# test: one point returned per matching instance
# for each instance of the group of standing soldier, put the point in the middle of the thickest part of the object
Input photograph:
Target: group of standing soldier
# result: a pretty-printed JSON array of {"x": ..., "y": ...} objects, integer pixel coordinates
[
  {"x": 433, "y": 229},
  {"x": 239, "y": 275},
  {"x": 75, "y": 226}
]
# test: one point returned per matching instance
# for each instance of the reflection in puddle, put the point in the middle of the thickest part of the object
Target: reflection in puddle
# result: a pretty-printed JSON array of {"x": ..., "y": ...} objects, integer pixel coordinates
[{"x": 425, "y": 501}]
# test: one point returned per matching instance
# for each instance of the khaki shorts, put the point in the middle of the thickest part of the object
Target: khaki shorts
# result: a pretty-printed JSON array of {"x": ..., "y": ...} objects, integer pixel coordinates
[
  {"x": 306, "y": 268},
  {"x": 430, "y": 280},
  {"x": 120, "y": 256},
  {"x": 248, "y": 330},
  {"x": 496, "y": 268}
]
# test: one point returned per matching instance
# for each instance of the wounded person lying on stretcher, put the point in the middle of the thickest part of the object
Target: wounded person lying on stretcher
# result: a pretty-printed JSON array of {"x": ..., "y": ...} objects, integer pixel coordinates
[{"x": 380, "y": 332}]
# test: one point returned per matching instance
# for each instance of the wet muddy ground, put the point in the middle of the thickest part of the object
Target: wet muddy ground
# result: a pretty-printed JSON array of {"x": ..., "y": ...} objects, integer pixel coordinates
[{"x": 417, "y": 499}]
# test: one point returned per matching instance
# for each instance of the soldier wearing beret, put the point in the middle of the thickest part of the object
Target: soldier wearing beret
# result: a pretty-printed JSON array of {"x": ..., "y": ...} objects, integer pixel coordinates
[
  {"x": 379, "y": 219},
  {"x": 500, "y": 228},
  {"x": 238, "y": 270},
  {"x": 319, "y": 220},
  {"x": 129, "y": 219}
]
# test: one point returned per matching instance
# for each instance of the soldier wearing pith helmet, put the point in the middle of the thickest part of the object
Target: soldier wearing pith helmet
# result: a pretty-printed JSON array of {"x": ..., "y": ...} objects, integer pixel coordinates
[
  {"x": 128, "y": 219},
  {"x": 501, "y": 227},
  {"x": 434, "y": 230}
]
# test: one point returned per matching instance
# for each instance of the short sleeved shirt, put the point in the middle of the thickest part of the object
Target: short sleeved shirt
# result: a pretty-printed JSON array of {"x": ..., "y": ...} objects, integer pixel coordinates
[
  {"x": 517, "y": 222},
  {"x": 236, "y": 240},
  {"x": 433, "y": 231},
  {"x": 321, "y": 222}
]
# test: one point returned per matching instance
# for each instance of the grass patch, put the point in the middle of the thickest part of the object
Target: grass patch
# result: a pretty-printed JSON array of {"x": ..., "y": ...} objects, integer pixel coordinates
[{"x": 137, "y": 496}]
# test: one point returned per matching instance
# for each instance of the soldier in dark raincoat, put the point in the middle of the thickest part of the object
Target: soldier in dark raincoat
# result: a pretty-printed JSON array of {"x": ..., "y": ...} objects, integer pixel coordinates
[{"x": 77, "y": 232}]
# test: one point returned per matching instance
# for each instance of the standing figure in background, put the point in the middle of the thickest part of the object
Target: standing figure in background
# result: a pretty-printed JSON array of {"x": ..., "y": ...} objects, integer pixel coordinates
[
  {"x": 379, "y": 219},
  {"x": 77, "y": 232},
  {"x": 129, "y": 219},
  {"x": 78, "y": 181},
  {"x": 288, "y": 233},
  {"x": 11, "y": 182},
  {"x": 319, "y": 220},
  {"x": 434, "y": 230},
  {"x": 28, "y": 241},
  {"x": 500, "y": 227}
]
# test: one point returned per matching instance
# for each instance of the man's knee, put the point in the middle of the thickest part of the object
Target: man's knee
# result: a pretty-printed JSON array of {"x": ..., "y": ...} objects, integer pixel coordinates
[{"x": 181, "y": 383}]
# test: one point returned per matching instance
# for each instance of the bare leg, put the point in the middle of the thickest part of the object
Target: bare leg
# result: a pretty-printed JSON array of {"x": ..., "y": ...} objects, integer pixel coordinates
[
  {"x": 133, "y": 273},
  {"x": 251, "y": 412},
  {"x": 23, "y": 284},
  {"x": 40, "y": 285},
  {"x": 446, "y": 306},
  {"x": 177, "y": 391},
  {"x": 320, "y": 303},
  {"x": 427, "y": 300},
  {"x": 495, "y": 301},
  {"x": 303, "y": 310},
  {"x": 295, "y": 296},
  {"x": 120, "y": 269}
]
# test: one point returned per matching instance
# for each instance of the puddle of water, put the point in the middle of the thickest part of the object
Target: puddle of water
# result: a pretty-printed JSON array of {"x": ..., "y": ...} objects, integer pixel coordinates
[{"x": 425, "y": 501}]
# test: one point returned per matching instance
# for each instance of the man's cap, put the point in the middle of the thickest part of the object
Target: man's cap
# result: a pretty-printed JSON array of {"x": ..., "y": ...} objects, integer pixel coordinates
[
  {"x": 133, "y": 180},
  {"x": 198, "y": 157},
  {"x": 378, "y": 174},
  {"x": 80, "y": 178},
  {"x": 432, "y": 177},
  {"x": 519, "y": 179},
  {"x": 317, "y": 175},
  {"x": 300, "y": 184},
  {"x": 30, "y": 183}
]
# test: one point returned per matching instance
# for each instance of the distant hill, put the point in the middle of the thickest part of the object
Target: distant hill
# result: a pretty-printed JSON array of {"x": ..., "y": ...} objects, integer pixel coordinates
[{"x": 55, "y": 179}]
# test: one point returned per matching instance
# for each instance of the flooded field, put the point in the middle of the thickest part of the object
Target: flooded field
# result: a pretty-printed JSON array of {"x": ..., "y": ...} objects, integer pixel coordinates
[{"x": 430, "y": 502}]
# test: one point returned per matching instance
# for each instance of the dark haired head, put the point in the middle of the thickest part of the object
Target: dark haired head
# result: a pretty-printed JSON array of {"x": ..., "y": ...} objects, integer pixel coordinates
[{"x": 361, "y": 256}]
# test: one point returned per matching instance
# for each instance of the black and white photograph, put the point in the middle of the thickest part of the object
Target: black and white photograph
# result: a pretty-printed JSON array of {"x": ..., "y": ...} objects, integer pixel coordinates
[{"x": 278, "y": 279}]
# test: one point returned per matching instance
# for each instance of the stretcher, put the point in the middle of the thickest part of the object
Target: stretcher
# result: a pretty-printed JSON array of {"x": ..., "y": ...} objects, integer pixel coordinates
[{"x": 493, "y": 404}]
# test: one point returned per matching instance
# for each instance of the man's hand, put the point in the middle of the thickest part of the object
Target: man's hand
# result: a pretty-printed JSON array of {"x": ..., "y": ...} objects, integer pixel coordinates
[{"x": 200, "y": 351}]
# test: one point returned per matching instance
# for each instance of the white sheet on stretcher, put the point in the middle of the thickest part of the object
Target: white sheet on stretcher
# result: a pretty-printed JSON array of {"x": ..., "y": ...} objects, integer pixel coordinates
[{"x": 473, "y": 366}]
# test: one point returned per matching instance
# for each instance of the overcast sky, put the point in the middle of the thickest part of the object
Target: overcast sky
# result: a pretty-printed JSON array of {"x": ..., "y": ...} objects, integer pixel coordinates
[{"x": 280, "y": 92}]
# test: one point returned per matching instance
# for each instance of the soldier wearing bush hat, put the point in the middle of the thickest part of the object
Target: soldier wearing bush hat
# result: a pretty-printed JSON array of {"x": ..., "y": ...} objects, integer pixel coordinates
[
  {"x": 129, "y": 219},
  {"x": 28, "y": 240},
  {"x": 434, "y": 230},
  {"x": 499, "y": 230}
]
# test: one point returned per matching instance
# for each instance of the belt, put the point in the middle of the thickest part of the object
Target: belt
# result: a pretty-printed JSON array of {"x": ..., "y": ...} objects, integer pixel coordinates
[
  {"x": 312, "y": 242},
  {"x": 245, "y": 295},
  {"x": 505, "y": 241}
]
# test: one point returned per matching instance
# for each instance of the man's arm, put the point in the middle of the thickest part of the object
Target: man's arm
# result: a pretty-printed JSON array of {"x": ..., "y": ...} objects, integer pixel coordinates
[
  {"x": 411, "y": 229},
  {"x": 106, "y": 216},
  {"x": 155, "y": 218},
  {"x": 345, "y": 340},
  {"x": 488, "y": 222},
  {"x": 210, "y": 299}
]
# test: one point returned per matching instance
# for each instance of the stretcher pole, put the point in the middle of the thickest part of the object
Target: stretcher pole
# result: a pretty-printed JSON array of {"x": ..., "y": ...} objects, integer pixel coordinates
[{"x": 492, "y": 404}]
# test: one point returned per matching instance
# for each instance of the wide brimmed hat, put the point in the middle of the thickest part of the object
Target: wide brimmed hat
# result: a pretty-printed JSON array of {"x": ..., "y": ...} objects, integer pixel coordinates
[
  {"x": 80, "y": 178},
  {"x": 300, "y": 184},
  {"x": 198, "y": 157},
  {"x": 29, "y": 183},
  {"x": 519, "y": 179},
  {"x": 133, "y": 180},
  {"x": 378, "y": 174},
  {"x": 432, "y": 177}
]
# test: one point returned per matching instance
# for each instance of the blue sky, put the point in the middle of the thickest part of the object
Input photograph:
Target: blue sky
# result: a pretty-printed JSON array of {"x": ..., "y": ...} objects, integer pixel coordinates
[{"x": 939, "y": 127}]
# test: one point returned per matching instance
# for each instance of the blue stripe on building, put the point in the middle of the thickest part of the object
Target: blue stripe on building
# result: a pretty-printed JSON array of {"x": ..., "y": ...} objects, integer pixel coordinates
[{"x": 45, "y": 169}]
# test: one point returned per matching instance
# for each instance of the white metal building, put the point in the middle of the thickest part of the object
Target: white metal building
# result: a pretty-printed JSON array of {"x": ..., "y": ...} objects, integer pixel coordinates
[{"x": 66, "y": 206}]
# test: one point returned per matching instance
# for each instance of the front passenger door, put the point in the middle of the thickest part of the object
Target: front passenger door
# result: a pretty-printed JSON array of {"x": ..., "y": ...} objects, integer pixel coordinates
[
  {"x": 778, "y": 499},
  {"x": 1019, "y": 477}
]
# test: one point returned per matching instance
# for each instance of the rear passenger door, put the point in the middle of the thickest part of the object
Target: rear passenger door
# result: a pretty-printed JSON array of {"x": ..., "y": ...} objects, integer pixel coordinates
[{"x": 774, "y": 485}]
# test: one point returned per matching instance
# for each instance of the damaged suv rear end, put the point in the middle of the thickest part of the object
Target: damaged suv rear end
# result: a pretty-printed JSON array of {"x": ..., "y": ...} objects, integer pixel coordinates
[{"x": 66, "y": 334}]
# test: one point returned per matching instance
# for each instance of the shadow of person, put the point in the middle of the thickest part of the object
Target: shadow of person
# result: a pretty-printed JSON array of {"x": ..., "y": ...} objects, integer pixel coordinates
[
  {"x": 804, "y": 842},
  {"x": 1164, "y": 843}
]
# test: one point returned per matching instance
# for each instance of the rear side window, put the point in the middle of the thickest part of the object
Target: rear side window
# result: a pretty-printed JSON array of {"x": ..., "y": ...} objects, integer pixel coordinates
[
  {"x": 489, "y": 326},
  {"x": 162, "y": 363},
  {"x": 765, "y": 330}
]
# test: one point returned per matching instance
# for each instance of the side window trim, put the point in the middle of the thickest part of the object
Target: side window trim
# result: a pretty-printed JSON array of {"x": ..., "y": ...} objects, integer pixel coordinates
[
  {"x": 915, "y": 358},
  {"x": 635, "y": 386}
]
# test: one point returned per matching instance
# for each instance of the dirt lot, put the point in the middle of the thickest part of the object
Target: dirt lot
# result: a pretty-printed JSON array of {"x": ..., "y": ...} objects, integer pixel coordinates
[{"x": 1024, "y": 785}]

-*-

• _AIM OF THE TASK_: Gather every line of the records that contains the word "hill" and copy each one in full.

• _CORRECT OUTPUT_:
# for each instance of the distant hill, put the point in the middle of the thickest part of the object
Target: distant hill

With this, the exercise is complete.